### Exercise brief
Copy the material below word for word, starting with the line that contains "of the wooden" and continuing through the final line of the material.

### Material provided
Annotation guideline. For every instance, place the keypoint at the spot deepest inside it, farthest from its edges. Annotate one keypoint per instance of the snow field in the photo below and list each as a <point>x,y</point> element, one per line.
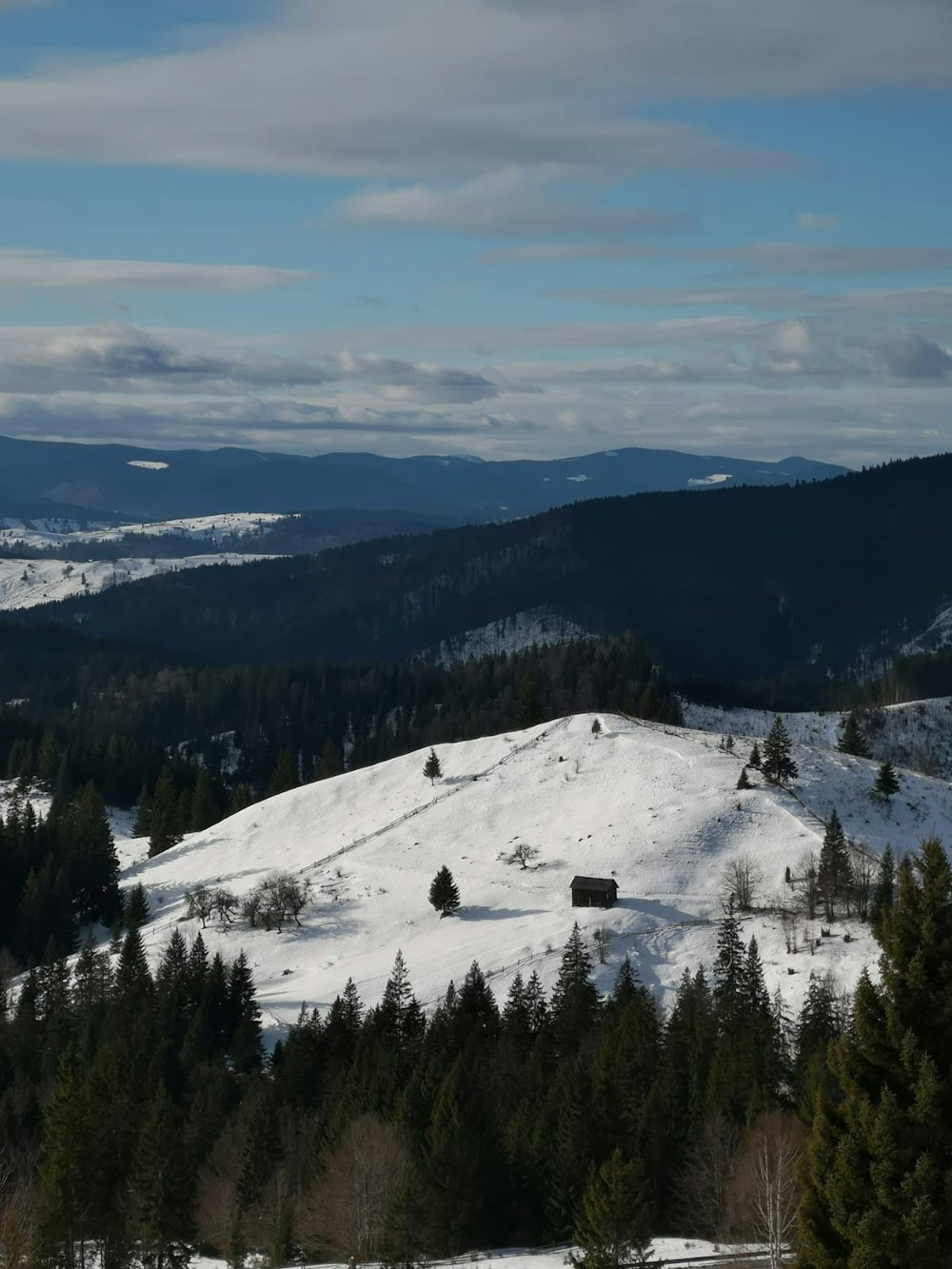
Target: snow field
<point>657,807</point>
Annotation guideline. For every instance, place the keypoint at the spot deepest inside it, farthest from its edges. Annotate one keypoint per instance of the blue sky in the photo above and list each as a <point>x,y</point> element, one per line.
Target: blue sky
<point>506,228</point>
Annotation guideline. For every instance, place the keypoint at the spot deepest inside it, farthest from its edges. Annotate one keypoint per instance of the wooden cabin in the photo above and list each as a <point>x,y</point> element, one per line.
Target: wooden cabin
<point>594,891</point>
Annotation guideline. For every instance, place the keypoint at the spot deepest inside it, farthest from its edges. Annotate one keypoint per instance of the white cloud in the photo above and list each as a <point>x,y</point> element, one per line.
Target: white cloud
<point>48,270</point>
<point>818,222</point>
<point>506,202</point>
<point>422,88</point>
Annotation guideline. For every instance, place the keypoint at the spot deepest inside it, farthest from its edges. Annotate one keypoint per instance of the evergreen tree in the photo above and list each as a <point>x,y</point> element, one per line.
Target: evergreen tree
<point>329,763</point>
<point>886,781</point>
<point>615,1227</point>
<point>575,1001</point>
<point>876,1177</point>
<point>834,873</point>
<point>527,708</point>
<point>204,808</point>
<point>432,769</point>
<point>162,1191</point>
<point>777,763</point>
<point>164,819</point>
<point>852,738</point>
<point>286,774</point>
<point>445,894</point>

### Exercise result
Annotation guideline. For every instance, place the keypoint at the spot deepest inside it, farthest from its edges. Annotate one keypoint per instance of the wooden cabin in the photo above and list each as a <point>x,y</point> element, one per line.
Target: wooden cabin
<point>594,891</point>
Annotation guideline. For every instance, place the keypoint at the spot deepest inside it, farthest from its edges. Annotate one keypoint per instance of the white cloud in the photo above and list each as a <point>x,y</point> element, one per line.
Target: white cloud
<point>48,270</point>
<point>818,222</point>
<point>506,202</point>
<point>422,88</point>
Annotation guideline. For every instance, place the keypoint at the spot deepest inside it, farthest from its edges. Annotate one keypoint per instance of the evergreen tree in the photo above and list each as a <point>x,y</point> element, one per line.
Target: evergreen tree
<point>329,763</point>
<point>886,781</point>
<point>615,1227</point>
<point>575,1001</point>
<point>876,1177</point>
<point>834,873</point>
<point>527,708</point>
<point>204,808</point>
<point>432,769</point>
<point>162,1191</point>
<point>777,763</point>
<point>164,819</point>
<point>852,738</point>
<point>286,774</point>
<point>445,894</point>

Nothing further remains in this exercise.